Contour labeling rows:
• • • • •
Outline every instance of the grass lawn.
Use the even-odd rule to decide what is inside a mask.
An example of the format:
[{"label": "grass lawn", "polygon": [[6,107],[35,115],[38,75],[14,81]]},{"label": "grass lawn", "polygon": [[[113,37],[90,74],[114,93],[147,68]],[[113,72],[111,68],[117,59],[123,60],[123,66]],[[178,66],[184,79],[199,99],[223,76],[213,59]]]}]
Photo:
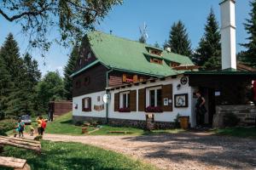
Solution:
[{"label": "grass lawn", "polygon": [[[88,131],[93,130],[94,128],[89,128]],[[131,133],[109,133],[109,131],[127,131]],[[70,134],[70,135],[84,135],[82,134],[82,127],[75,126],[72,121],[72,112],[61,116],[49,122],[46,128],[48,133]],[[152,132],[145,132],[141,128],[125,128],[125,127],[112,127],[109,125],[102,125],[102,128],[94,133],[86,135],[148,135],[156,133],[175,133],[183,132],[181,129],[170,130],[154,130]]]},{"label": "grass lawn", "polygon": [[256,139],[255,128],[228,128],[215,130],[218,135],[228,135],[241,138],[253,138]]},{"label": "grass lawn", "polygon": [[[42,154],[17,149],[4,148],[3,156],[26,159],[34,170],[153,170],[151,165],[131,159],[113,151],[79,143],[42,141]],[[0,167],[5,170],[9,168]]]}]

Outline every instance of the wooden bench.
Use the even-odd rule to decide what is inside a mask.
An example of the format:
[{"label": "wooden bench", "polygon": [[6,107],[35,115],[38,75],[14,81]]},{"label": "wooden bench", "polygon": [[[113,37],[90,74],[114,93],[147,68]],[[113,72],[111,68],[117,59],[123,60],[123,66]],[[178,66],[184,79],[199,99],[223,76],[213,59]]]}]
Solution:
[{"label": "wooden bench", "polygon": [[[0,151],[4,145],[15,146],[17,148],[23,148],[27,150],[36,150],[41,152],[41,143],[39,141],[19,139],[14,137],[0,136]],[[1,149],[2,146],[2,149]]]},{"label": "wooden bench", "polygon": [[130,131],[108,131],[109,133],[123,133],[123,134],[127,134],[127,133],[132,133]]},{"label": "wooden bench", "polygon": [[0,156],[0,166],[13,167],[15,170],[30,170],[26,160],[15,157]]}]

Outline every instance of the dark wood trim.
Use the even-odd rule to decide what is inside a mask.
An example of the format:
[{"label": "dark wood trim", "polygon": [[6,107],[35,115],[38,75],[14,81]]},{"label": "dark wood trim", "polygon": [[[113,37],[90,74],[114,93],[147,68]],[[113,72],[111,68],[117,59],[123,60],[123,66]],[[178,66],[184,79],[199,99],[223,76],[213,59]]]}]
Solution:
[{"label": "dark wood trim", "polygon": [[[186,105],[184,106],[177,106],[176,105],[176,97],[177,96],[181,96],[181,95],[185,95],[185,102]],[[189,94],[177,94],[174,95],[174,106],[177,108],[183,108],[183,107],[189,107]]]}]

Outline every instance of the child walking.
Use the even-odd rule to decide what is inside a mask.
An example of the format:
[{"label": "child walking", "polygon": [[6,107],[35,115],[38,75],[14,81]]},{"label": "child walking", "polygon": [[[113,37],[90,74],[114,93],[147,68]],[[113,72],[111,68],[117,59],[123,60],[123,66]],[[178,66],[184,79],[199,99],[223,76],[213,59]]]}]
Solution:
[{"label": "child walking", "polygon": [[25,128],[25,123],[21,122],[21,119],[19,119],[19,123],[18,123],[18,130],[19,130],[19,137],[24,137],[23,135],[23,131]]}]

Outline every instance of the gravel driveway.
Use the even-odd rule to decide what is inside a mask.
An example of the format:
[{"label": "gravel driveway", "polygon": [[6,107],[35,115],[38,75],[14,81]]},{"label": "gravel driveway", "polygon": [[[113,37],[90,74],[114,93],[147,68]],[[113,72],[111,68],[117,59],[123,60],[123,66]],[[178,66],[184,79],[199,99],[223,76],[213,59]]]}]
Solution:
• • • • •
» **Written problem**
Can you reproduce, word for word, the lines above, starting with the line that contains "Outline every instance of the gravel" and continuing through the final line of the rows?

» **Task output**
Outline every instance of the gravel driveway.
Use the even-odd rule to decide what is inside a mask.
An example of the format:
[{"label": "gravel driveway", "polygon": [[6,107],[35,115],[38,75],[14,81]]},{"label": "gravel driveway", "polygon": [[[113,37],[90,74],[114,93],[147,68]],[[113,72],[111,68],[117,59],[123,60],[123,66]],[[178,66],[184,79],[199,99],[223,76],[213,59]]]}]
Solution:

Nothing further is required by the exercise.